■ **What is required**
Please copy out the records below, swapping every "negative clicks" for "background clicks" and changing nothing else. Leave out the pictures.

■ **Information**
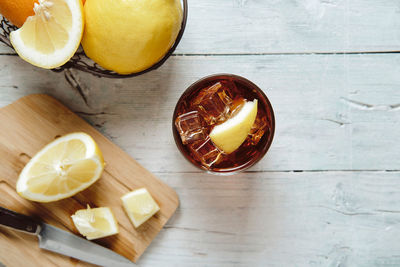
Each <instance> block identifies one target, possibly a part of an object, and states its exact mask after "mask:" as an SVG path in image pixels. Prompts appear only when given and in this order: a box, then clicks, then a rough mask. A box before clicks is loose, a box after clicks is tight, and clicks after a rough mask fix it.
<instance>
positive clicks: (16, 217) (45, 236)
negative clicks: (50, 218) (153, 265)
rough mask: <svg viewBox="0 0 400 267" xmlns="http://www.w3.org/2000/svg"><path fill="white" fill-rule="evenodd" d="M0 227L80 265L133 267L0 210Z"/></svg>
mask: <svg viewBox="0 0 400 267" xmlns="http://www.w3.org/2000/svg"><path fill="white" fill-rule="evenodd" d="M0 225H3V226H7V227H10V228H12V229H14V230H18V231H22V232H25V233H29V234H33V235H36V236H38V238H39V247H40V248H42V249H45V250H49V251H52V252H56V253H59V254H62V255H65V256H69V257H72V258H75V259H78V260H81V261H85V262H88V263H92V264H95V265H99V266H106V267H108V266H110V267H111V266H112V267H129V266H136V265H135V264H134V263H133V262H131V261H130V260H128V259H127V258H125V257H123V256H121V255H119V254H117V253H115V252H114V251H112V250H110V249H107V248H105V247H102V246H100V245H97V244H95V243H92V242H90V241H88V240H86V239H83V238H81V237H78V236H76V235H74V234H71V233H69V232H67V231H64V230H61V229H59V228H57V227H54V226H52V225H49V224H46V223H43V222H37V221H36V220H34V219H33V218H31V217H29V216H26V215H23V214H19V213H17V212H14V211H11V210H8V209H6V208H3V207H0Z"/></svg>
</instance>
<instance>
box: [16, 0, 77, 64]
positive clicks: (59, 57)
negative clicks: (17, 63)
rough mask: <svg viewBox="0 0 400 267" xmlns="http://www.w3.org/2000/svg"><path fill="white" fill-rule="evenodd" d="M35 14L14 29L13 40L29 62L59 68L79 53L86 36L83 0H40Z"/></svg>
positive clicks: (34, 11) (39, 0) (16, 46)
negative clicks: (20, 25)
mask: <svg viewBox="0 0 400 267" xmlns="http://www.w3.org/2000/svg"><path fill="white" fill-rule="evenodd" d="M33 10H34V12H35V15H34V16H31V17H28V18H27V20H26V21H25V23H24V25H23V26H22V27H21V28H20V29H18V30H16V31H13V32H11V35H10V41H11V43H12V45H13V47H14V49H15V51H16V52H17V53H18V55H19V56H20V57H21V58H23V59H24V60H25V61H27V62H29V63H31V64H32V65H35V66H38V67H42V68H45V69H52V68H56V67H59V66H61V65H63V64H64V63H66V62H67V61H68V60H69V59H70V58H71V57H72V56H73V55H74V53H75V52H76V50H77V49H78V47H79V44H80V42H81V39H82V35H83V26H84V17H83V6H82V2H81V0H39V4H38V3H35V5H34V8H33Z"/></svg>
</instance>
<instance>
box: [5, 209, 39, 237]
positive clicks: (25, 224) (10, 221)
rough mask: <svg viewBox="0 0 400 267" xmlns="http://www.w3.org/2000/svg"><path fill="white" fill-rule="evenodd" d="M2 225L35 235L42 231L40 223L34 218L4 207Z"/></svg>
mask: <svg viewBox="0 0 400 267" xmlns="http://www.w3.org/2000/svg"><path fill="white" fill-rule="evenodd" d="M0 225H4V226H7V227H10V228H13V229H14V230H18V231H22V232H25V233H29V234H34V235H37V234H39V232H40V230H41V226H40V223H38V222H36V221H35V220H34V219H33V218H31V217H29V216H26V215H23V214H20V213H17V212H14V211H11V210H8V209H6V208H3V207H0Z"/></svg>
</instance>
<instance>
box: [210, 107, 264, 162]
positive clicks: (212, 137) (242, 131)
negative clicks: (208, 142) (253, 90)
mask: <svg viewBox="0 0 400 267" xmlns="http://www.w3.org/2000/svg"><path fill="white" fill-rule="evenodd" d="M256 116H257V99H255V100H254V101H252V102H250V101H246V102H245V103H244V105H243V107H242V108H241V109H240V110H239V111H238V112H237V113H236V114H235V115H234V116H233V117H231V118H229V119H228V120H227V121H225V122H224V123H222V124H220V125H217V126H215V127H214V128H213V129H212V131H211V133H210V138H211V141H212V142H213V143H214V144H215V145H216V146H217V147H218V148H219V149H221V150H222V151H223V152H225V153H227V154H229V153H232V152H233V151H235V150H236V149H238V147H240V145H241V144H242V143H243V142H244V141H245V140H246V138H247V136H248V135H249V133H250V130H251V127H252V126H253V124H254V121H255V120H256Z"/></svg>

■ **Completed task**
Each <instance> block identifies one target, possibly a part of an object, and states its exact mask after "mask:" as an SVG path in image pixels. Prompts appear only when given and in this order: a box, then clicks, then a rough mask. A box before clicks is loose, a box after clicks is tight, and clicks after a rough mask fix it.
<instance>
positive clicks: (16, 217) (45, 236)
background clicks: (50, 218) (153, 265)
rough mask: <svg viewBox="0 0 400 267" xmlns="http://www.w3.org/2000/svg"><path fill="white" fill-rule="evenodd" d="M0 227L80 265L133 267L0 210Z"/></svg>
mask: <svg viewBox="0 0 400 267" xmlns="http://www.w3.org/2000/svg"><path fill="white" fill-rule="evenodd" d="M0 225H3V226H7V227H10V228H12V229H14V230H18V231H22V232H25V233H29V234H33V235H36V236H38V238H39V247H40V248H42V249H45V250H49V251H52V252H56V253H59V254H62V255H65V256H69V257H72V258H75V259H78V260H81V261H85V262H88V263H92V264H95V265H99V266H106V267H108V266H110V267H111V266H112V267H129V266H136V265H135V264H134V263H133V262H131V261H130V260H128V259H127V258H125V257H123V256H121V255H119V254H117V253H115V252H114V251H112V250H110V249H107V248H105V247H102V246H100V245H97V244H95V243H92V242H90V241H88V240H86V239H83V238H81V237H78V236H76V235H74V234H71V233H69V232H67V231H64V230H61V229H59V228H57V227H54V226H52V225H49V224H46V223H43V222H37V221H36V220H34V219H33V218H31V217H29V216H26V215H23V214H19V213H17V212H14V211H11V210H8V209H6V208H3V207H0Z"/></svg>
</instance>
<instance>
box: [16, 0, 77, 64]
positive clicks: (59, 57)
background clicks: (17, 63)
rough mask: <svg viewBox="0 0 400 267" xmlns="http://www.w3.org/2000/svg"><path fill="white" fill-rule="evenodd" d="M35 14L14 29L13 40L29 62L59 68L79 53L86 36L83 0H40Z"/></svg>
positive clicks: (34, 11) (39, 0) (16, 46)
background clicks: (20, 25)
mask: <svg viewBox="0 0 400 267" xmlns="http://www.w3.org/2000/svg"><path fill="white" fill-rule="evenodd" d="M33 10H34V12H35V15H34V16H31V17H28V18H27V20H26V21H25V23H24V25H23V26H22V27H21V28H20V29H18V30H16V31H13V32H11V35H10V41H11V43H12V45H13V47H14V49H15V51H16V52H17V53H18V55H19V56H20V57H21V58H23V59H24V60H25V61H27V62H29V63H31V64H32V65H35V66H38V67H42V68H45V69H52V68H56V67H59V66H61V65H63V64H64V63H66V62H67V61H68V60H69V59H70V58H71V57H72V56H73V55H74V53H75V52H76V50H77V49H78V47H79V44H80V42H81V39H82V35H83V26H84V17H83V6H82V2H81V0H39V4H38V3H35V5H34V8H33Z"/></svg>
</instance>
<instance>
box: [5, 209, 39, 237]
positive clicks: (25, 224) (10, 221)
rough mask: <svg viewBox="0 0 400 267" xmlns="http://www.w3.org/2000/svg"><path fill="white" fill-rule="evenodd" d="M2 225L35 235L42 231L40 223L34 218L4 207Z"/></svg>
mask: <svg viewBox="0 0 400 267" xmlns="http://www.w3.org/2000/svg"><path fill="white" fill-rule="evenodd" d="M0 225H4V226H7V227H10V228H13V229H14V230H18V231H22V232H25V233H29V234H34V235H37V234H39V232H40V230H41V226H40V223H38V222H36V221H35V220H34V219H33V218H31V217H29V216H26V215H23V214H20V213H17V212H14V211H11V210H8V209H6V208H3V207H0Z"/></svg>
</instance>
<instance>
box: [210, 107, 264, 162]
positive clicks: (212, 137) (242, 131)
background clicks: (208, 142) (253, 90)
mask: <svg viewBox="0 0 400 267" xmlns="http://www.w3.org/2000/svg"><path fill="white" fill-rule="evenodd" d="M256 116H257V99H255V100H254V101H252V102H250V101H246V102H245V103H244V105H243V107H242V108H241V109H240V110H239V111H238V112H237V113H236V114H235V115H234V116H233V117H231V118H229V119H228V120H227V121H225V122H224V123H222V124H220V125H217V126H215V127H214V128H213V129H212V131H211V133H210V138H211V141H212V142H213V143H214V144H215V145H216V146H217V147H218V148H219V149H221V150H222V151H223V152H225V153H227V154H229V153H232V152H233V151H235V150H236V149H238V147H240V145H241V144H242V143H243V142H244V141H245V140H246V138H247V136H248V135H249V133H250V130H251V127H252V126H253V124H254V121H255V120H256Z"/></svg>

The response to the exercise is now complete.